Exercise brief => Your job with the data below: print everything from the line that holds "above contains yellow" down to the line that holds "above contains woman.", ends included, exactly, and nothing else.

Study material =>
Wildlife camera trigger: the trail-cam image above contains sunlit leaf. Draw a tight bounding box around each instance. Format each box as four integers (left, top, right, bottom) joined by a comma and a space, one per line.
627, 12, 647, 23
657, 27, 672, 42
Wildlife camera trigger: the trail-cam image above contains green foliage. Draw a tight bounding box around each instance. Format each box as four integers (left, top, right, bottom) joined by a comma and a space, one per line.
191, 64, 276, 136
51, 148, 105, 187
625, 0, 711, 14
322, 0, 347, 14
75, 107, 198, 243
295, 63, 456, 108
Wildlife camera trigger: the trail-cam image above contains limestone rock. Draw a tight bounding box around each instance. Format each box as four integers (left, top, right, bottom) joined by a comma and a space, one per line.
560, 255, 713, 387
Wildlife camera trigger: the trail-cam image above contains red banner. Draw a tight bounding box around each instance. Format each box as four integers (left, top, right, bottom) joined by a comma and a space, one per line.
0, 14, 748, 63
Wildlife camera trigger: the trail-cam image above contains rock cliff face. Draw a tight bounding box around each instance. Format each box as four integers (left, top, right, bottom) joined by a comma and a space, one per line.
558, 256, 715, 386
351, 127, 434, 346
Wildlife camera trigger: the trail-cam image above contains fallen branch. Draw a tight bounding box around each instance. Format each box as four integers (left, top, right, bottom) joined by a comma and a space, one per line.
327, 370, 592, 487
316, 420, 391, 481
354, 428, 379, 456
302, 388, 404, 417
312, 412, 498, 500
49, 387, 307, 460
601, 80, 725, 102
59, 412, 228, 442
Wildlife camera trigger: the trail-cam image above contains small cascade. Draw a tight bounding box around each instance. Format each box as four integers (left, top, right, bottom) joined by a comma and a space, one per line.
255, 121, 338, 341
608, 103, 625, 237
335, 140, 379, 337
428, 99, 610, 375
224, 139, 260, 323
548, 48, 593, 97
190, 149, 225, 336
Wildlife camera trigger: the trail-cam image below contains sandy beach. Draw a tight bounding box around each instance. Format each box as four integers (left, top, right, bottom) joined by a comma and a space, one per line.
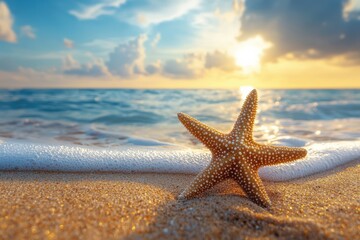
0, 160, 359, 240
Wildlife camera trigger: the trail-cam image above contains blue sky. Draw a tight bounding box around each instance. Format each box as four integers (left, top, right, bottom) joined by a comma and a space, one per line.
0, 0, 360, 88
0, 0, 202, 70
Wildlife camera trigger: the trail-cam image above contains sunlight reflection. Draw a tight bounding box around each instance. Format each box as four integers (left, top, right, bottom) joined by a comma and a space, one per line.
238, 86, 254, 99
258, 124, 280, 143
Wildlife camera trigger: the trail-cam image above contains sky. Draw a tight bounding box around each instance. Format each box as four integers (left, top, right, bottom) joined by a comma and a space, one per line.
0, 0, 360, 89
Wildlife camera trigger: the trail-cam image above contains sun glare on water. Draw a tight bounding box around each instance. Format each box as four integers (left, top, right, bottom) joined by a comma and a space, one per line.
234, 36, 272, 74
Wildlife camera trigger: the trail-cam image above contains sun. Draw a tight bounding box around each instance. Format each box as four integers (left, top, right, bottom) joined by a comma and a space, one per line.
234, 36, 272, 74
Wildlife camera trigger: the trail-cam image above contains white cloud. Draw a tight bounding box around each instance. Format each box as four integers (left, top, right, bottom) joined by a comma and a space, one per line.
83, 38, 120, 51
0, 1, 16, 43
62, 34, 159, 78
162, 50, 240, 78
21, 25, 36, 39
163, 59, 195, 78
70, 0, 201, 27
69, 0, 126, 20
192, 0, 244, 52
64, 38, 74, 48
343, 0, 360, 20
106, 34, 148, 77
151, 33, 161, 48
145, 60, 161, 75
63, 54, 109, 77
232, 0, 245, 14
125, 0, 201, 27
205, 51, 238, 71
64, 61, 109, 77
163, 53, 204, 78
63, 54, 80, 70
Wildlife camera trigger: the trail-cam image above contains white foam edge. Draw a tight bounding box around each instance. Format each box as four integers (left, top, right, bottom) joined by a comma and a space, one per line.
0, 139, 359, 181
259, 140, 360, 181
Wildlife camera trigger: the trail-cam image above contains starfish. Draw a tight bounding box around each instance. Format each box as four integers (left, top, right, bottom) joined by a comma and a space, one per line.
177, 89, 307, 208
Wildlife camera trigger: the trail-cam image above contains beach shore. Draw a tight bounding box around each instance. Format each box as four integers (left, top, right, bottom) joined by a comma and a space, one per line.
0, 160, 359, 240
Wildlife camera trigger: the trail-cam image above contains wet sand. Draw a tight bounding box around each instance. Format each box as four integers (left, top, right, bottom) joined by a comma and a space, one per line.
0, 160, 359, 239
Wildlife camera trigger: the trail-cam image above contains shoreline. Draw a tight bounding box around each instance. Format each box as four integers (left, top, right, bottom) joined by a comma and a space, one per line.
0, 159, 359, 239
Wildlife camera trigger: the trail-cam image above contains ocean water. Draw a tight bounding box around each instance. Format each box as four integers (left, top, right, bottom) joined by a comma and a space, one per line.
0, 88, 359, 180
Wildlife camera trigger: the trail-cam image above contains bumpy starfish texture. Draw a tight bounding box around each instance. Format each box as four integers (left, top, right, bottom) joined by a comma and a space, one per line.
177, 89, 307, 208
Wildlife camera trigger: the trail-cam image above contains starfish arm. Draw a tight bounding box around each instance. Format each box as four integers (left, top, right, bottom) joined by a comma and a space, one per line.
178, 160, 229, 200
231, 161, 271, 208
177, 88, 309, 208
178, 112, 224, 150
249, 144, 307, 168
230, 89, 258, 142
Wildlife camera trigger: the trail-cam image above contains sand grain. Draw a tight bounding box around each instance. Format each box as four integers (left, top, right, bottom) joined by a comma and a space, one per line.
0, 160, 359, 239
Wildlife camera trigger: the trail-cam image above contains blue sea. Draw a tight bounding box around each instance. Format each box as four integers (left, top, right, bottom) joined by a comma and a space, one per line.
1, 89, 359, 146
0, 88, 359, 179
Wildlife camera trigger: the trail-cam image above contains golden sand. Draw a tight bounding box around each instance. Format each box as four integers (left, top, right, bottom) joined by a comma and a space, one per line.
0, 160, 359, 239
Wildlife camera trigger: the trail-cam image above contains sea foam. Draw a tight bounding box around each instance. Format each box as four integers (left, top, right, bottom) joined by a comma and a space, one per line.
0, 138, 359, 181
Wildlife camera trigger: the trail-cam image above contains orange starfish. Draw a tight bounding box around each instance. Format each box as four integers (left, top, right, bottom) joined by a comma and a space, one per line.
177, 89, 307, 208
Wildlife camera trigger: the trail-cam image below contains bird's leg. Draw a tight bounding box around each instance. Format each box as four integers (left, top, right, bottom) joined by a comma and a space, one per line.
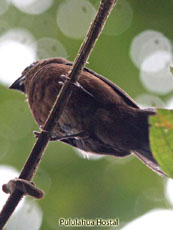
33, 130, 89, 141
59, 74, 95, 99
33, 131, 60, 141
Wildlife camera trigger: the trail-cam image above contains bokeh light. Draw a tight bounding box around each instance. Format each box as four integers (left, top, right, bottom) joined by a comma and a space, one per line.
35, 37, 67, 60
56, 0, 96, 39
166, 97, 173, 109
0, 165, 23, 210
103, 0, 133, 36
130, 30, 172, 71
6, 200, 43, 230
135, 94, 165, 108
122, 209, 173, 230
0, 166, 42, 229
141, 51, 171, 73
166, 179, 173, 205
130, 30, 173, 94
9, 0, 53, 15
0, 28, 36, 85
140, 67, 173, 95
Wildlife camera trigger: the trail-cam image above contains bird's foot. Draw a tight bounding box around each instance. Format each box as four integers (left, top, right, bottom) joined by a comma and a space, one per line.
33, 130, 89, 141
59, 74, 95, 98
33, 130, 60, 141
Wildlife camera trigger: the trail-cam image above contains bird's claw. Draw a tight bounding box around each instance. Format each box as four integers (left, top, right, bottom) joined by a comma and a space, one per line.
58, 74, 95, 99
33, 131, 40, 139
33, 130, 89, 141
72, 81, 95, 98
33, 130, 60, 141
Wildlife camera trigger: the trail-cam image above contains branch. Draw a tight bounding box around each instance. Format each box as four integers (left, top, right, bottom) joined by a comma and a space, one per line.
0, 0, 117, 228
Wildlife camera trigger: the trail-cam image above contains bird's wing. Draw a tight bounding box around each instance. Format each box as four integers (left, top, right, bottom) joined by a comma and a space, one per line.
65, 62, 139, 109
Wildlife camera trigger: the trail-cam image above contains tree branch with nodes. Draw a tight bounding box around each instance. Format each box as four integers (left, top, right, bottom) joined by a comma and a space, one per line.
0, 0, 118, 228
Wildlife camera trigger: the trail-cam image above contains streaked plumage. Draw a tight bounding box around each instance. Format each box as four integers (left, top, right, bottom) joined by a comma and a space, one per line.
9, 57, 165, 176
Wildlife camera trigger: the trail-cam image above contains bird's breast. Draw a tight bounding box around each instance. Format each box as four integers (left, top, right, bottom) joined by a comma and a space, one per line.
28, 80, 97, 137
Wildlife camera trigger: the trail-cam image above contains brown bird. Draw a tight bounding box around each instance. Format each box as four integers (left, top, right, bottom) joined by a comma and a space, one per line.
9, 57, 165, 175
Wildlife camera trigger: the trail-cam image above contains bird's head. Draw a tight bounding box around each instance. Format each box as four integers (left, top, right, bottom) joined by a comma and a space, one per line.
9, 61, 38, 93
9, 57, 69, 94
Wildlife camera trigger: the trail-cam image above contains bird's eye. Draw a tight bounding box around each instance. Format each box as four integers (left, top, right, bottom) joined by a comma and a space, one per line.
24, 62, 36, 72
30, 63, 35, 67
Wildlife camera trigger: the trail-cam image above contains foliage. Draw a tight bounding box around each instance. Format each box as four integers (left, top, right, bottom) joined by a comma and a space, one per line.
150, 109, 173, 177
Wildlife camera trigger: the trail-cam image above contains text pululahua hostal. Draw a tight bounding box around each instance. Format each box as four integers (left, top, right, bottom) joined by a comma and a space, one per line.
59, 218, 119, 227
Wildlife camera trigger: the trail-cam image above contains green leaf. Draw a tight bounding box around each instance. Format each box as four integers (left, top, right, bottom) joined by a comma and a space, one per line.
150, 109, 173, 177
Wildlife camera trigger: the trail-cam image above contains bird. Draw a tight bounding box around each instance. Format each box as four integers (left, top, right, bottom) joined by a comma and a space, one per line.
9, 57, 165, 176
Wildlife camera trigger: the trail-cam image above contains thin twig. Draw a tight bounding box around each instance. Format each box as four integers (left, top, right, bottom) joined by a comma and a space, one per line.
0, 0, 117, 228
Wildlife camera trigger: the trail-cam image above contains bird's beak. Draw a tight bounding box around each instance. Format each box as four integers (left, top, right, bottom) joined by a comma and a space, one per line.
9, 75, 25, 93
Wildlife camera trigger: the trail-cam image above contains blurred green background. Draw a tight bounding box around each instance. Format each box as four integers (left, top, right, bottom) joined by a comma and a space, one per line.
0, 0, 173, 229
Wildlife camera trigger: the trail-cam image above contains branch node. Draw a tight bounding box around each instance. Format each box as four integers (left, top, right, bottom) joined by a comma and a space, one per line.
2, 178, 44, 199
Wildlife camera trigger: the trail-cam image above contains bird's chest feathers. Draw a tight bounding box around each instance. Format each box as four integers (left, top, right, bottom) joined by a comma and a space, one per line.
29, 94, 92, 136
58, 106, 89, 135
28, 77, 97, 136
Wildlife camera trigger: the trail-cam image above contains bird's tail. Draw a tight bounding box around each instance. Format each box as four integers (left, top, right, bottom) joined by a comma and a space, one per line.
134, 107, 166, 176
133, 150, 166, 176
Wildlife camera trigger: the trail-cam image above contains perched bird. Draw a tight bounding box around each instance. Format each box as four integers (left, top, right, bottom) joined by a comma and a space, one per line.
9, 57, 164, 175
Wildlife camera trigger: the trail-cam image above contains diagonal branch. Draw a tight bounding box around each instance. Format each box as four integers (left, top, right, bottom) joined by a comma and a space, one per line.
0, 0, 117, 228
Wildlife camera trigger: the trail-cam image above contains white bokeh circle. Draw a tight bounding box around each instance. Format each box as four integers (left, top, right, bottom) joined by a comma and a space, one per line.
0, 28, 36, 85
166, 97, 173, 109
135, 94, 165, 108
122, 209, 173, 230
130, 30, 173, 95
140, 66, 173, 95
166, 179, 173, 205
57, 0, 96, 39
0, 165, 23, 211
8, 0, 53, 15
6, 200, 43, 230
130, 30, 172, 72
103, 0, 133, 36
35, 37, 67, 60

* * *

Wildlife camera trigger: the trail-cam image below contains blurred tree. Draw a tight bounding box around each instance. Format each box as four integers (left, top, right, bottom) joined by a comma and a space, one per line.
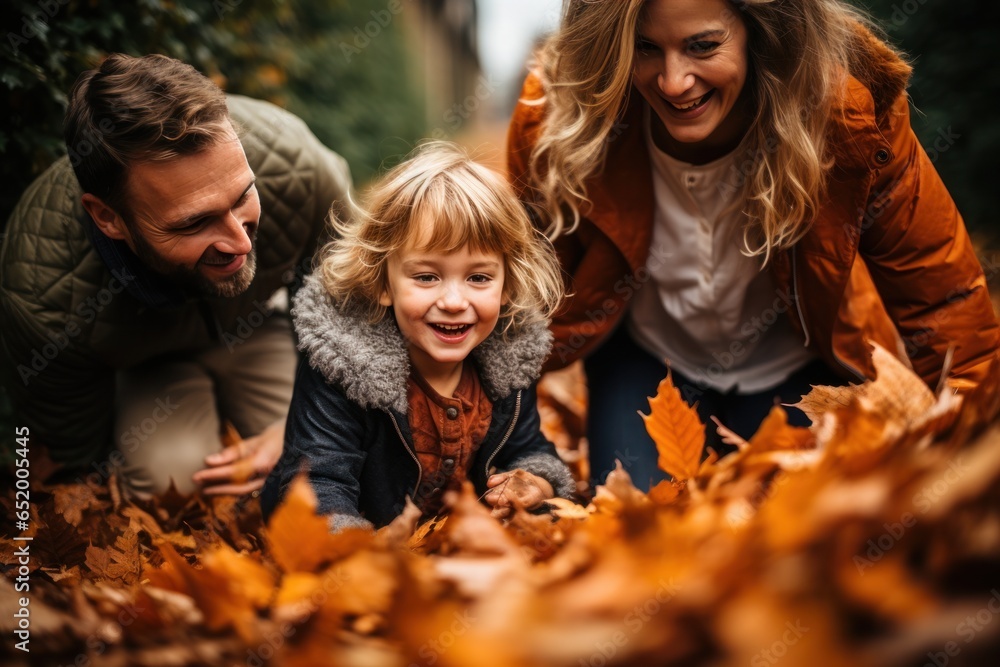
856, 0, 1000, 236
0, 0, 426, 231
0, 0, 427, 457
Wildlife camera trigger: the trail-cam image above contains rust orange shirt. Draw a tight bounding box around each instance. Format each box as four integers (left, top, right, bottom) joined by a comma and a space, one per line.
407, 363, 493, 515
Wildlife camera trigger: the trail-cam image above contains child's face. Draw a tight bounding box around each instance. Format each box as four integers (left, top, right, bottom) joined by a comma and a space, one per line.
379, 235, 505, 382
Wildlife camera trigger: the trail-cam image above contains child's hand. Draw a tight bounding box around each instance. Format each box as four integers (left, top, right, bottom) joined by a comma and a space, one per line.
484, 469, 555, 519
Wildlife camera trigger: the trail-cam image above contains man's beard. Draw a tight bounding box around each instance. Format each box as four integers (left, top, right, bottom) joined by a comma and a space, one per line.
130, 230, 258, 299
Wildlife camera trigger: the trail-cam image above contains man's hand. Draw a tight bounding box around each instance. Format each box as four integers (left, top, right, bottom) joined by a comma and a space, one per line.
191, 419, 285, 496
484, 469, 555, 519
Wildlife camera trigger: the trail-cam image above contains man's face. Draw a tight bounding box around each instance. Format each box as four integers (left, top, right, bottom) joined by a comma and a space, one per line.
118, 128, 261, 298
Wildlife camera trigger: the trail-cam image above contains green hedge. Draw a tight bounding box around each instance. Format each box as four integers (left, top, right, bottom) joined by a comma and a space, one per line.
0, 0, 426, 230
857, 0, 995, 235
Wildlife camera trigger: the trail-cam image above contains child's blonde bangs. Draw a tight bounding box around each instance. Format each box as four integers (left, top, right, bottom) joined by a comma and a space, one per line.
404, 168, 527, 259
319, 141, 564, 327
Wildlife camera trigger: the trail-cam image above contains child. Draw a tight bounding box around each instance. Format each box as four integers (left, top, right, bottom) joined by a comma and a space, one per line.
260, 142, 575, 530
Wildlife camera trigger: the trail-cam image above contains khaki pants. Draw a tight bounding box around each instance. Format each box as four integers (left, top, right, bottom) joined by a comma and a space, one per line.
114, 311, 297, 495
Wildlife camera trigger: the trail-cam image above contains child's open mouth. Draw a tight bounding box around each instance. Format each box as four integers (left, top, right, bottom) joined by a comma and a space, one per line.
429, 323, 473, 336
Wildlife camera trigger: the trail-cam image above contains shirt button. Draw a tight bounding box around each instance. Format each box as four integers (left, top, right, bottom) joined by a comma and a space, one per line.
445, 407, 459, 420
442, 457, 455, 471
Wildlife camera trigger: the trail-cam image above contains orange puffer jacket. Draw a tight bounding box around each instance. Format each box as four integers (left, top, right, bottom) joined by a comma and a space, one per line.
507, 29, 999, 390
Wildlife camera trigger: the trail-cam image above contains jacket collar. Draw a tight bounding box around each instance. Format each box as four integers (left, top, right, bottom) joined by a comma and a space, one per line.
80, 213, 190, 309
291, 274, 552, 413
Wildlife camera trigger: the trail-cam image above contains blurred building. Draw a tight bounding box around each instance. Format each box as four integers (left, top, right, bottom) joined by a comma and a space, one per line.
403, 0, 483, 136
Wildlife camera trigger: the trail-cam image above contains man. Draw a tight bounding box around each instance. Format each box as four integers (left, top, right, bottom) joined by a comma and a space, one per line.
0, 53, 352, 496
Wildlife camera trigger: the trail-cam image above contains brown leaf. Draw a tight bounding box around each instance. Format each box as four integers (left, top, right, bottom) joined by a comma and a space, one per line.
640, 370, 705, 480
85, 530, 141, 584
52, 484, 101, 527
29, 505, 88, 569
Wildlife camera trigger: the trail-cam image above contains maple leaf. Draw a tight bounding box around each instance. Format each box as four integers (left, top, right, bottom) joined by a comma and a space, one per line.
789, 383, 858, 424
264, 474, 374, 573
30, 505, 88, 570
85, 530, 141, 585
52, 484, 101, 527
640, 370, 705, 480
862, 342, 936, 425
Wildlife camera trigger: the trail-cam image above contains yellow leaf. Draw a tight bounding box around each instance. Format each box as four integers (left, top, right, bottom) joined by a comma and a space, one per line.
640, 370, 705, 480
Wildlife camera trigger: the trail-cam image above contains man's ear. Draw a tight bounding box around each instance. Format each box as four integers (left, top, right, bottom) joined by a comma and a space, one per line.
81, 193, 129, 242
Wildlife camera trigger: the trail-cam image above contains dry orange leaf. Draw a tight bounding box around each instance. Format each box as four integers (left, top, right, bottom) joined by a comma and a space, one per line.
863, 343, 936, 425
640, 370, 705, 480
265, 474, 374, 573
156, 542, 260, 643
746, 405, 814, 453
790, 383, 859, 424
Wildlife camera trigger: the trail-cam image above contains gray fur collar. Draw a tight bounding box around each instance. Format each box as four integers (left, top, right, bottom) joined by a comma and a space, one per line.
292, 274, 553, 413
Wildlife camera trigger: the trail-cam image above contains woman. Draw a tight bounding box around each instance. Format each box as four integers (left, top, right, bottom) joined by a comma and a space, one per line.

Exercise answer =>
Wildlife camera trigger: the trail-cam image above contains yellow leaf. Draw a tight bounding box around each instance. Format each box as four integers (left, top, right, bottom) joined by a comma and a space, one per line.
640, 370, 705, 480
Wildlife camera trigger: the trail-cam image above contains man's ear. Draw a tight bounding box around each instance. Format each box as four integers (left, top, right, bottom) joined by a comma and a space, one per line.
81, 193, 129, 242
Wildlife camera trigger: the trail-cam image above contains dry orange leaf. Draw a tight bounding box around each instance. Format each box as four integers (left, top, right, bottom) joined by a comma and a space, one per line.
863, 343, 936, 425
640, 370, 705, 480
265, 474, 374, 573
156, 542, 260, 643
746, 405, 814, 453
790, 383, 859, 424
Wildlife camera trigger: the trail-cam image above contains gray fur collar. Draw a tight bounding box around each instance. Format each box as four integers (left, top, right, bottom) joined by a comma and a space, one per line.
292, 274, 553, 413
Wildlife camera trigger: the trail-cam image above contains woman. Draw a tight bounding box around each instance. Format each box as four integers (left, top, right, bottom) joined by a comma and a space, one per line.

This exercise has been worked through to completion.